*Dataset extract*.
────

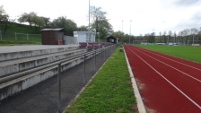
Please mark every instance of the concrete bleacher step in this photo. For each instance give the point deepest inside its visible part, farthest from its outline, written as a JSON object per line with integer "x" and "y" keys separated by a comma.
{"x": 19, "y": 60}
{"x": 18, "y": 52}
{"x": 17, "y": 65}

────

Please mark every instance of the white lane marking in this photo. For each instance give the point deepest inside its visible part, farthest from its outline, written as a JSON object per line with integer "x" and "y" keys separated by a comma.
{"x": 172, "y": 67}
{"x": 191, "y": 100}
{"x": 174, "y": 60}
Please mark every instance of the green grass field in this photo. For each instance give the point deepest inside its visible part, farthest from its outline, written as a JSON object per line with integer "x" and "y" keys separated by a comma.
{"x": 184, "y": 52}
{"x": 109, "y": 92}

────

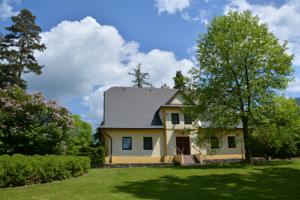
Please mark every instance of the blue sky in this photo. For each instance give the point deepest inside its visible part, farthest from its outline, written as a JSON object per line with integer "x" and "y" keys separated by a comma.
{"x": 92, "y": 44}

────

*Set task*.
Show every line of the data above that contains the string "separated". The match is case-sensitive.

*Task response*.
Please mark every instance of the concrete bleacher step in this photo. For each instance give the point deepest inside its visible part, farthest from its outline, written as a JSON object per line with integer "x" and "y" keys separated by a comma.
Please mark every instance of the white lane marking in this photo. For each instance give the point deepest inside its visible part, farthest from its outline, written as a JSON object per line with integer "x" and "y" keys separated by a comma.
Please mark every instance of the green grass field in this photo. For each instance give the point deepest inside its visible part, farthest from its outline, written as a JSON object per line with integer "x" and "y" keys separated by a comma.
Please mark every instance of the blue sky in this photo. For each instance give the point deepest inside its visible part, farthest from its outline, written as a JSON object per line with integer "x" and "y" keys separated by a comma.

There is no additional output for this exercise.